*Supplied data:*
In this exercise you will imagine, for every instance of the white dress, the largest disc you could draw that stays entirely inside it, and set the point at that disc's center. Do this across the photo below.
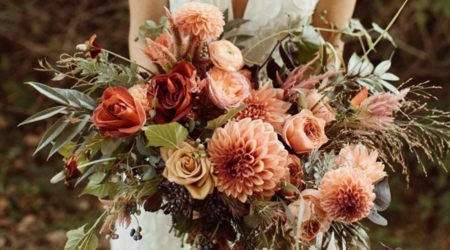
(266, 17)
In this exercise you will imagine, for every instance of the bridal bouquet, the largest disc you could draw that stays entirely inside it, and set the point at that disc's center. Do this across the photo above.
(289, 154)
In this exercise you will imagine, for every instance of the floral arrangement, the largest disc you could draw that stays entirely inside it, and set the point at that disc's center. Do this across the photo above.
(279, 156)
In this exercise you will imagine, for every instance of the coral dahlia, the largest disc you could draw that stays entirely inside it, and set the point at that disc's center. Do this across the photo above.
(200, 19)
(248, 159)
(346, 194)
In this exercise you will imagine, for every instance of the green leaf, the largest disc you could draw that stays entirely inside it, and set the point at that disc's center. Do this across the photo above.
(49, 92)
(219, 121)
(69, 133)
(96, 187)
(79, 240)
(167, 135)
(43, 115)
(54, 131)
(77, 99)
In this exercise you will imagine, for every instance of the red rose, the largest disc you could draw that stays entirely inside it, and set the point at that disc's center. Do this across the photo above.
(173, 92)
(119, 114)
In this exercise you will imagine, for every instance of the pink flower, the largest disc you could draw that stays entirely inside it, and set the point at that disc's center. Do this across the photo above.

*Assigned task:* Quote every entry exactly, with the pictures omitted.

*Task answer:*
In this exercise you will imagine, for every instance of the white dress, the largest disc you could draw that stays entirely inside it, and set the point at that disc's center. Do this across the photo below.
(266, 17)
In this exercise you will imagine, for every instance of the bridal bouquet, the largest disc you could draw that stays entirely inside it, and set the point at that disc's center. Do this across the photo above.
(289, 154)
In this exercise you will imagine, for every instance of the floral arrangement, the largest disc you could draw that stays entirely inside it, and set the point at that disc's center. Do this across the photo above.
(279, 156)
In this exercise you will imagine, for every instance of the coral dahlia, the largest disc you could draw that stays entirely inside it, and set the point at that disc's center. Do this across the photo above.
(200, 19)
(248, 159)
(346, 194)
In this exercise you will imagine, for every instance of the green leaf, the largest disc you could draw that stays entirely inside it, and set the point at that disc's center. Do this across the photo above.
(49, 92)
(219, 121)
(69, 133)
(96, 187)
(79, 240)
(167, 135)
(43, 115)
(54, 131)
(77, 99)
In this exercise you will imagine, for every instance of the red rose, the largest disc you could draw that stays entirely inside it, and set the point at that disc's center. Do this across the photo above.
(173, 92)
(119, 114)
In this exercise you will imagine, for every instance of the pink flower, the largest disc you could draw that stays entirely inside it, and set the point at that disc's center. Do this across the photo above.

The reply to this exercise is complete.